• Task to complete
Quote the entries below verbatim, leaving out the pictures from your answer.

• Excerpts of pointing data

- - - - -

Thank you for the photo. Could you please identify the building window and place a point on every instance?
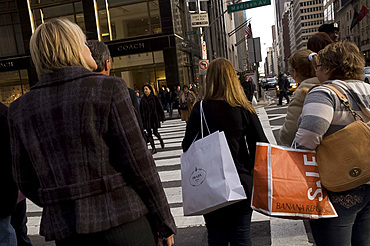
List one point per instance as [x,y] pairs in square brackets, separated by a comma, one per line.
[43,10]
[120,20]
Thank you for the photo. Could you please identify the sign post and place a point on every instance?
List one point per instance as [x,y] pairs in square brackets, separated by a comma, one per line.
[247,5]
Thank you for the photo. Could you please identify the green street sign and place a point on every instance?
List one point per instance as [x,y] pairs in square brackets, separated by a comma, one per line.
[247,5]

- - - - -

• Response
Thank you for the photo. Could you please identify the building window and place a point on every instance?
List one point per instance as [x,y] pairs in square brackets, separated by a comma, one per line.
[43,10]
[120,20]
Thank you for the photo. Could you please identify the sign post and place a point on every instance?
List one point per instance as [x,y] pairs in square brackets, separated by a comma, one per line.
[247,5]
Thank you for the photo. Could you please identify the green street sign and place a point on every instance?
List one point per instance as [x,y] pairs in square brackets, separated by a comma, one per line.
[247,5]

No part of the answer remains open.